─── 正文 ───

1237. 找出给定方程的正整数解

给出一个函数  f(x, y) 和一个目标结果 z，请你计算方程 f(x,y) == z 所有可能的正整数 数对 x 和 y。

给定函数是严格单调的，也就是说：

f(x, y) < f(x + 1, y)
f(x, y) < f(x, y + 1)
函数接口定义如下：

interface CustomFunction {
public:
  // Returns positive integer f(x, y) for any given positive integer x and y.
  int f(int x, int y);
};
如果你想自定义测试，你可以输入整数 function_id 和一个目标结果 z 作为输入，其中 function_id 表示一个隐藏函数列表中的一个函数编号，题目只会告诉你列表中的 2 个函数。  

你可以将满足条件的 结果数对 按任意顺序返回。

示例 1：

输入：function_id = 1, z = 5
输出：[[1,4],[2,3],[3,2],[4,1]]
解释：function_id = 1 表示 f(x, y) = x + y
示例 2：

输入：function_id = 2, z = 5
输出：[[1,5],[5,1]]
解释：function_id = 2 表示 f(x, y) = x * y
 

提示：

1 <= function_id <= 9
1 <= z <= 100
题目保证 f(x, y) == z 的解处于 1 <= x, y <= 1000 的范围内。
在 1 <= x, y <= 1000 的前提下，题目保证 f(x, y) 是一个 32 位有符号整数。

来源：力扣（LeetCode）
链接：https://leetcode-cn.com/problems/find-positive-integer-solution-for-a-given-equation

暴力

"""
   This is the custom function interface.
   You should not implement it, or speculate about its implementation
   class CustomFunction:
       # Returns f(x, y) for any given positive integers x and y.
       # Note that f(x, y) is increasing with respect to both x and y.
       # i.e. f(x, y) < f(x + 1, y), f(x, y) < f(x, y + 1)
       def f(self, x, y):
  
"""

class Solution:
    def findSolution(self, customfunction: 'CustomFunction', z: int) -> List[List[int]]:
        res=[]
        for i in range(1,z+1):
            for j in range(1,z+1):
                if customfunction.f(i,j)==z:
                    res.append([i,j])

───

■ 任务要求 1
请将清单中从含有"Question: Where in this photograph is the gradient"的那一行到含有"394 131 437 207"的那一行（首尾两行都算在内）转换成 Markdown 表格，表格分为"行号"和"内容"两列，空行不要列入。
这篇求方程正整数解的题解和后面的清单是互不相关的两份材料。

─── 原始记录 ───

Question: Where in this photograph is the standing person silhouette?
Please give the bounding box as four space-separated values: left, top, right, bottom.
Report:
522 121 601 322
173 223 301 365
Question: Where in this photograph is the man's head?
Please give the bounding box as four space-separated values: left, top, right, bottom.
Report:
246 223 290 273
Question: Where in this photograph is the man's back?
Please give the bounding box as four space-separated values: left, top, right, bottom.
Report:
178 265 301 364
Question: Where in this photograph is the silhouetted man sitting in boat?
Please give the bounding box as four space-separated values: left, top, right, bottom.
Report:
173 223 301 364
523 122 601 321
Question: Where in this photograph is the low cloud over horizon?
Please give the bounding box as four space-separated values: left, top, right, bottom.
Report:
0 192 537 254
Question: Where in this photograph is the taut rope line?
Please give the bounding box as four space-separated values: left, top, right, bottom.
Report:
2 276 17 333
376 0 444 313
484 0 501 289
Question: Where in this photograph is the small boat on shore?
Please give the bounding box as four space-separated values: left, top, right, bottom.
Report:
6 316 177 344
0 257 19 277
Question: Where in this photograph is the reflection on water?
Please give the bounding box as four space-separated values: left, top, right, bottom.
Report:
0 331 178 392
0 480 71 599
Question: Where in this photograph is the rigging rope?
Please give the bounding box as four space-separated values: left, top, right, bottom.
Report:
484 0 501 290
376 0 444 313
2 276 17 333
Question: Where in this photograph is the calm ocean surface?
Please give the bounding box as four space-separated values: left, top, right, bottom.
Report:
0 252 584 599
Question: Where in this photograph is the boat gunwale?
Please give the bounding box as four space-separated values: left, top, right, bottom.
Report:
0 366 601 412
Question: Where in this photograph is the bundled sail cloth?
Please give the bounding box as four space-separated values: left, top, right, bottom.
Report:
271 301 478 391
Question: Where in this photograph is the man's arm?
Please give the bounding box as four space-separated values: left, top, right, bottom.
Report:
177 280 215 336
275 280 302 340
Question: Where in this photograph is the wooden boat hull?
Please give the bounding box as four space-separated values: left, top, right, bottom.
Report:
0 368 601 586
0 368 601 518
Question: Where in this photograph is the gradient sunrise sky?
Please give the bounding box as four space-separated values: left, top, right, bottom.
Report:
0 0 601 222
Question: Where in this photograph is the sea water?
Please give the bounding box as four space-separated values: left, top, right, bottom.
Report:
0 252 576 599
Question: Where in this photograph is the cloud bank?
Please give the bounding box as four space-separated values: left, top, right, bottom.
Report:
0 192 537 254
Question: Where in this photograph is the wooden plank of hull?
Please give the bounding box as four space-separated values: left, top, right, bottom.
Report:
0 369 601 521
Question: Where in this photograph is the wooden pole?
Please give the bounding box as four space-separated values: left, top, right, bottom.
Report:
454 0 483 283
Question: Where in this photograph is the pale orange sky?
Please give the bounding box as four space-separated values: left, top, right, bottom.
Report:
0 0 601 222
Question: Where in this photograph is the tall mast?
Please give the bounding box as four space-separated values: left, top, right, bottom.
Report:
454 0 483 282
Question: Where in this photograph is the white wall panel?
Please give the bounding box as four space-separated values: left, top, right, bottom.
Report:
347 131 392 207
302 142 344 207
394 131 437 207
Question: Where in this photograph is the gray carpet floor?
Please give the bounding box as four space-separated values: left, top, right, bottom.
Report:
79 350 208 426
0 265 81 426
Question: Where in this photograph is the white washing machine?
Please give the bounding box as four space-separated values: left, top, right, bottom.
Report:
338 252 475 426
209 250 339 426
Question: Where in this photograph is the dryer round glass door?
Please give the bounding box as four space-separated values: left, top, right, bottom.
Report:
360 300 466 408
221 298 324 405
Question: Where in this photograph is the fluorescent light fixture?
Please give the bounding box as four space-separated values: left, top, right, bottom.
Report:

───

■ 任务要求 2
请接着这篇求方程正整数解的题解写下去，从它最后一句之后开始。

■ 练习结果 1
| 行号 | 内容 |
|---|---|
| 1 | Question: Where in this photograph is the gradient sunrise sky? |
| 2 | Please give the bounding box as four space-separated values: left, top, right, bottom. |
| 3 | Report: |
| 4 | 0 0 601 222 |
| 5 | Question: Where in this photograph is the sea water? |
| 6 | Please give the bounding box as four space-separated values: left, top, right, bottom. |
| 7 | Report: |
| 8 | 0 252 576 599 |
| 9 | Question: Where in this photograph is the cloud bank? |
| 10 | Please give the bounding box as four space-separated values: left, top, right, bottom. |
| 11 | Report: |
| 12 | 0 192 537 254 |
| 13 | Question: Where in this photograph is the wooden plank of hull? |
| 14 | Please give the bounding box as four space-separated values: left, top, right, bottom. |
| 15 | Report: |
| 16 | 0 369 601 521 |
| 17 | Question: Where in this photograph is the wooden pole? |
| 18 | Please give the bounding box as four space-separated values: left, top, right, bottom. |
| 19 | Report: |
| 20 | 454 0 483 283 |
| 21 | Question: Where in this photograph is the pale orange sky? |
| 22 | Please give the bounding box as four space-separated values: left, top, right, bottom. |
| 23 | Report: |
| 24 | 0 0 601 222 |
| 25 | Question: Where in this photograph is the tall mast? |
| 26 | Please give the bounding box as four space-separated values: left, top, right, bottom. |
| 27 | Report: |
| 28 | 454 0 483 282 |
| 29 | Question: Where in this photograph is the white wall panel? |
| 30 | Please give the bounding box as four space-separated values: left, top, right, bottom. |
| 31 | Report: |
| 32 | 347 131 392 207 |
| 33 | 302 142 344 207 |
| 34 | 394 131 437 207 |

■ 练习结果 2
        return res

二分

"""
   This is the custom function interface.
   You should not implement it, or speculate about its implementation
   class CustomFunction:
       # Returns f(x, y) for any given positive integers x and y.
       # Note that f(x, y) is increasing with respect to both x and y.
       # i.e. f(x, y) < f(x + 1, y), f(x, y) < f(x, y + 1)
       def f(self, x, y):
  
"""

class Solution:
    def findSolution(self, customfunction: 'CustomFunction', z: int) -> List[List[int]]:
        res=[]
        for i in range(1,z+1):
            l=1
            r=z
            while l<=r:
                mid=(l+r)>>1
                fun=customfunction.f(i,mid)
                if fun==z:
                    res.append([i,mid])
                    break
                elif fun<z:
                    l=mid+1
                else:
                    r=mid-1
        return res

 利用单调性

"""
   This is the custom function interface.
   You should not implement it, or speculate about its implementation
   class CustomFunction:
       # Returns f(x, y) for any given positive integers x and y.
       # Note that f(x, y) is increasing with respect to both x and y.
       # i.e. f(x, y) < f(x + 1, y), f(x, y) < f(x, y + 1)
       def f(self, x, y):
  
"""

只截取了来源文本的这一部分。